The complete set of records should be given again verbatim.

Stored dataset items
:::::

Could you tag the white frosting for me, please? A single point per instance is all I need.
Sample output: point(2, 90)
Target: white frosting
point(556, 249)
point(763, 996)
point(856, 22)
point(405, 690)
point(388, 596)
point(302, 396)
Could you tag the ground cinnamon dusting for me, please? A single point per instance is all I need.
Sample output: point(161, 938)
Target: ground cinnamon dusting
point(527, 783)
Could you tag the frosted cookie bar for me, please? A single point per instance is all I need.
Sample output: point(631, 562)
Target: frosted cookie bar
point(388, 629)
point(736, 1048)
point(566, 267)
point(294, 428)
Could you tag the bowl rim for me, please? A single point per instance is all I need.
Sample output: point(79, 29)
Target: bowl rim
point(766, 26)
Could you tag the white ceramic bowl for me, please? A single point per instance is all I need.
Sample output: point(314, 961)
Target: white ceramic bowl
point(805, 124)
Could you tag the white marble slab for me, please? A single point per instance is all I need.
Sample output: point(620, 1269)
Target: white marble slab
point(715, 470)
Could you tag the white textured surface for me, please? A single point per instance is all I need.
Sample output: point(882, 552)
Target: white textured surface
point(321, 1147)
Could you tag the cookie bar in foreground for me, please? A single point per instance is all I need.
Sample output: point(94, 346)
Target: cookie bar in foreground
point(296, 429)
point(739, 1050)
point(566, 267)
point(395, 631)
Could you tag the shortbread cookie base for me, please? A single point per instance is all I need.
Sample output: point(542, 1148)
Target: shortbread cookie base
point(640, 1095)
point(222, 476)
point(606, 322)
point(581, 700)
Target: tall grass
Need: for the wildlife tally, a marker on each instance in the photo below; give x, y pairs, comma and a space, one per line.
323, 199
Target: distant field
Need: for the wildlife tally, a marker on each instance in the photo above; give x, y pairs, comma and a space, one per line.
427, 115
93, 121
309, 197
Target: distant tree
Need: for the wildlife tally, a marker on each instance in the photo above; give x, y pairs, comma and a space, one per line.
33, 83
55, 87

:::::

▶ COMPLETED TASK
Could you tag the white frosting for me, please? A single point per instance is all I need.
Sample output: point(2, 90)
Target: white frosting
point(556, 249)
point(763, 996)
point(856, 22)
point(405, 690)
point(388, 596)
point(302, 396)
Could you tag the ground cinnamon dusting for me, please? A single point per instance is all I need.
Sample output: point(161, 938)
Target: ground cinnamon dusting
point(527, 783)
Could you tag the frosted cookie bar for me, please? A single point per instance is all I need.
Sample output: point(631, 562)
Target: frosted cookie bar
point(388, 629)
point(736, 1048)
point(566, 267)
point(294, 428)
Could you tag the bowl rim for me, please? A single point per instance is all I need.
Sample output: point(79, 29)
Target: bowl rim
point(766, 26)
Could you tag the white ceramic bowl for me, please? A single point per instance is all I need.
Sample output: point(314, 961)
Target: white ceramic bowl
point(805, 124)
Could you tag the white marble slab for me, please? A single point per instance is all I need.
Sample output: point(620, 1269)
Target: white marble slab
point(715, 470)
Could you tag the white textured surface for me, please? A single point per instance is all I need.
Sample output: point(882, 552)
Target: white textured surface
point(321, 1147)
Could you tag the cookie bar in foreground for me, please? A single point per instance is all I need.
Sample output: point(94, 346)
Target: cookie bar in foreground
point(296, 429)
point(739, 1050)
point(566, 267)
point(395, 631)
Could you tag the shortbread cookie base for me, please? A single point per instance is all I need.
Sample output: point(542, 1148)
Target: shortbread cookie base
point(640, 1095)
point(222, 476)
point(606, 322)
point(581, 700)
Target: tall grass
Need: for the wildlife tally, a marker on each instance in the photo below; give x, y pairs, comma and a space, one per line.
323, 199
Target: distant field
Need: for the wildlife tally, a marker on each instance in the photo above; give x, y pairs, comma and a space, one per line.
427, 115
93, 121
309, 197
Target: distant tree
Need: for the wildlife tally, a marker on each instance in the photo above; give x, y pairs, comma and a space, one per line.
33, 83
55, 87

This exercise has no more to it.